== DATA SUPPLIED ==

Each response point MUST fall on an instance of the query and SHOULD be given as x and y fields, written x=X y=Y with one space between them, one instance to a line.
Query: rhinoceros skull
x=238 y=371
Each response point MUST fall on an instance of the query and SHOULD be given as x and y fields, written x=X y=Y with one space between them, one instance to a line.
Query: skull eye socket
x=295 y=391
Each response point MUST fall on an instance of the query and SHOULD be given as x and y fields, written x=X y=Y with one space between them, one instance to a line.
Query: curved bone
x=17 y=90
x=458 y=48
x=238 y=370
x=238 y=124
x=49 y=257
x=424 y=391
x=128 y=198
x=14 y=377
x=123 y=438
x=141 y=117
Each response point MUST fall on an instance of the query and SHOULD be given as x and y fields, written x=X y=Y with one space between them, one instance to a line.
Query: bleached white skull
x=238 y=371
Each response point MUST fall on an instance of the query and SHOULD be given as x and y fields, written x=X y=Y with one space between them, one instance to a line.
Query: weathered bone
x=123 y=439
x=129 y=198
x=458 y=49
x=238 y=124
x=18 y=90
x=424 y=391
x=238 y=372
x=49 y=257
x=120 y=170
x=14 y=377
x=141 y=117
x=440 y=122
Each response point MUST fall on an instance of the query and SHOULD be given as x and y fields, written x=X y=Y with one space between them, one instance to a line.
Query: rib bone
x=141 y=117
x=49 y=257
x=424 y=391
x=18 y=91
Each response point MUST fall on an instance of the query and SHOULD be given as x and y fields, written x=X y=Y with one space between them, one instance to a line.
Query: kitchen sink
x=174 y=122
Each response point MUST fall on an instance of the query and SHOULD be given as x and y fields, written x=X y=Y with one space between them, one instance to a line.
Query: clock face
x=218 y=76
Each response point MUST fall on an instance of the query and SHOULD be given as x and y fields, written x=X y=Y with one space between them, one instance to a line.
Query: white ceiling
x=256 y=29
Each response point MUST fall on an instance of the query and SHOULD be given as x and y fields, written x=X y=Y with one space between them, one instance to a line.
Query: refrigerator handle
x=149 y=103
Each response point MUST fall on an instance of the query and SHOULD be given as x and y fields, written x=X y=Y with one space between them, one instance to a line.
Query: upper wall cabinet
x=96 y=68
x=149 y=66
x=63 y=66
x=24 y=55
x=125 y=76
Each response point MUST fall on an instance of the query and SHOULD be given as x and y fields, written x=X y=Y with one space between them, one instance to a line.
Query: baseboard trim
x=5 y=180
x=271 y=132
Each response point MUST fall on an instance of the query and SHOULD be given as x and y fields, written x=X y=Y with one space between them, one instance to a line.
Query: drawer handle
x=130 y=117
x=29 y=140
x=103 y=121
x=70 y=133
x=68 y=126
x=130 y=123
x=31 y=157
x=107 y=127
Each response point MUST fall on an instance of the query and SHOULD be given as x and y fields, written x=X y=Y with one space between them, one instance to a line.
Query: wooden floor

===

• INSTRUCTIONS FOR THE TASK
Please edit the data above so that each "response point" becomes "returned point", keeping everything else unchanged.

• EXERCISE RESPONSE
Each returned point MUST fall on an instance of the query and SHOULD be given as x and y fields, written x=X y=Y with one space between them, one instance to a line.
Query: rhinoceros skull
x=238 y=371
Each returned point MUST fall on an instance of the query and SHOULD be given as x and y fields, written x=X y=Y with one space between them, one instance to a line.
Query: skull eye socket
x=295 y=391
Each returned point MUST fall on an instance of the query and SHOULD be given as x and y fields, written x=X y=Y with one space between them, one instance to a line.
Query: curved bone
x=17 y=90
x=458 y=48
x=238 y=370
x=238 y=124
x=49 y=257
x=424 y=391
x=128 y=198
x=14 y=377
x=123 y=438
x=141 y=117
Each returned point MUST fall on an instance of the query and SHOULD be given as x and y fields, written x=X y=Y with one space between them, one instance to a line.
Query: bleached white skull
x=238 y=371
Each returned point MUST fall on an instance of the query and SHOULD be given as x and y fields, written x=X y=Y with one space between them, one instance to a line.
Query: weathered bone
x=123 y=439
x=129 y=198
x=458 y=49
x=238 y=124
x=18 y=90
x=424 y=391
x=238 y=372
x=49 y=257
x=120 y=170
x=14 y=377
x=141 y=117
x=440 y=122
Each returned point MUST fall on an instance of the query and SHOULD be given as x and y fields, written x=X y=Y with one space between them, one instance to a line.
Query: rib bone
x=141 y=117
x=49 y=257
x=424 y=391
x=18 y=91
Each returned point MUST fall on an instance of the query and SHOULD be given as x and y fields, written x=X y=Y with one space between them, one instance to a line.
Query: kitchen sink
x=174 y=122
Each returned point MUST fall on an instance of the query and SHOULD be given as x and y fields, written x=X y=Y with one space between them, one instance to a line.
Query: clock face
x=218 y=76
Each returned point MUST fall on an instance of the query and SHOULD be given as x and y fields, written x=X y=Y with one space between them, one instance to a line.
Query: white ceiling
x=256 y=29
Each returned point MUST fall on an instance of the query and SHOULD be given as x and y fields, written x=X y=Y with one space between them, one instance to a line.
Query: refrigerator handle
x=149 y=103
Each returned point MUST fall on an instance of the query and SHOULD be given as x and y fields, written x=X y=Y with one space between them, one instance to a line.
Query: upper wall cabinet
x=96 y=68
x=149 y=66
x=63 y=66
x=24 y=55
x=125 y=76
Each returned point MUST fall on an instance of the query and SHOULD be given as x and y fields, written x=X y=Y with one space between them, one instance to a line.
Query: baseboard trim
x=5 y=180
x=271 y=132
Each returned point MUST fall on an instance of the query and SHOULD be given as x and y fields, written x=X y=Y with one space between them, one instance to a line.
Query: drawer handle
x=130 y=117
x=29 y=140
x=103 y=121
x=70 y=133
x=68 y=126
x=130 y=123
x=31 y=157
x=107 y=127
Each returned point MUST fall on an instance of the query and SHOULD be given as x and y fields, written x=X y=Y with one space between them, one instance to a line.
Query: wooden floor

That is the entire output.